- Description of the task -
Quote each of the entries below word for word, but leave the pictures out of your answer.

- Material supplied -
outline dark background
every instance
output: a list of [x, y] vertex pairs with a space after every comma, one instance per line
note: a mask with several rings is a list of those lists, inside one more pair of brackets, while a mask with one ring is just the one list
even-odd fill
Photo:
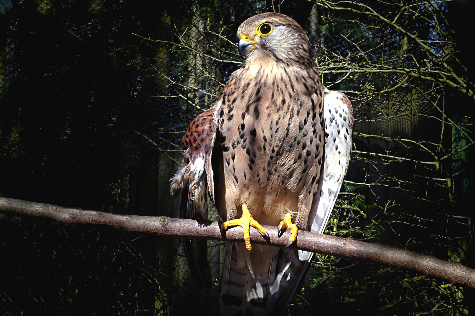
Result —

- Output for this task -
outline dark background
every instance
output: a list of [x, y] vertex pairs with a space after every comma, one instance per line
note: a mask with several rings is a list of those lists, inside one more pair of brackets, while a mask with one ring is just the one list
even-odd fill
Photo:
Result —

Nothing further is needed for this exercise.